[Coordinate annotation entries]
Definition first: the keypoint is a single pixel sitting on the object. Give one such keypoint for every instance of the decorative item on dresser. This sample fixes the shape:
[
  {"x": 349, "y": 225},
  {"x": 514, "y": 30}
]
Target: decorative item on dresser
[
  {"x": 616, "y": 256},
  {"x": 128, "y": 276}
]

Aim:
Copy out all of the material above, line for line, without changing anything.

Completed task:
Definition first: the keypoint is a single pixel sitting on the object. Give one such keypoint for every instance of the decorative item on dresser. This sample fixes the shape:
[
  {"x": 349, "y": 225},
  {"x": 514, "y": 30}
]
Target: decorative item on dresser
[
  {"x": 616, "y": 256},
  {"x": 128, "y": 276}
]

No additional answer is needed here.